■ Passage provided:
>> BEGIN
# how much to feed



## josefine (May 27, 2010)

we are new to hedgies, our little boy is just 9weeks old. we have been giving him a mixture of dry stuff, but i'm not sure how much meat baby food to give him @ a time. he didn't seem to care too much for the chicken one, but he loves the beef. i've been giving him a TBL of it, & about 2 tsp of gerber mixed veggies. the moist food is all gone each morning. i want to feed him the correct amt., as i know they can continue to eat ,if you allow it. the dry stuff i'm not too worried about. i give 1TBL of that in another tiny container. i have different types of baby foods of fruits & veggies. what i have done is, once the jars are open, i put them in a freezer bag, get the air out of it (w/either the ziplock or reynolds types of bags), & then have it in the fridge. the meat, of course, doesn't last too long. the meat portion @ our grocery store only comes in tiny jars, i hope to find larger jars maybe @ walmart or target.
i would like to be given some info on the threads to go to on here that will be good for the how much of foods, & kinds of foods. this way, no one will be 'continually' answering ??'s of old topics from new members.
>> END
■ Stored data:
>> BEGIN
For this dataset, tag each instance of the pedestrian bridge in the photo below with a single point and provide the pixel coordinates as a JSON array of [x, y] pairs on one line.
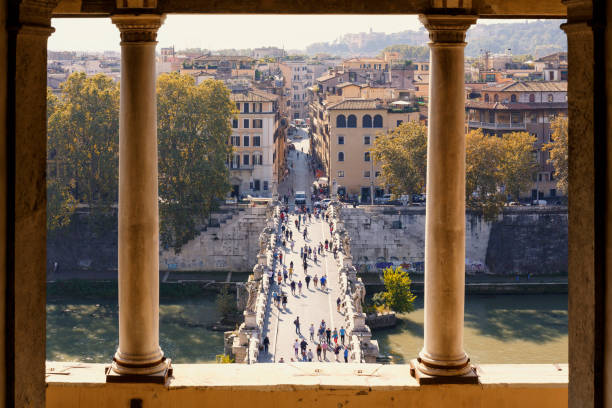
[[338, 305]]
>> END
■ Task requirements:
(1) In the forum post about feeding a hedgehog, which meat baby food does the poster's hedgehog love?
(2) Repeat the part of the forum post about feeding a hedgehog between "i would like" and "from new members.", inclusive.

■ Final results:
(1) The beef one.

(2)
i would like to be given some info on the threads to go to on here that will be good for the how much of foods, & kinds of foods. this way, no one will be 'continually' answering ??'s of old topics from new members.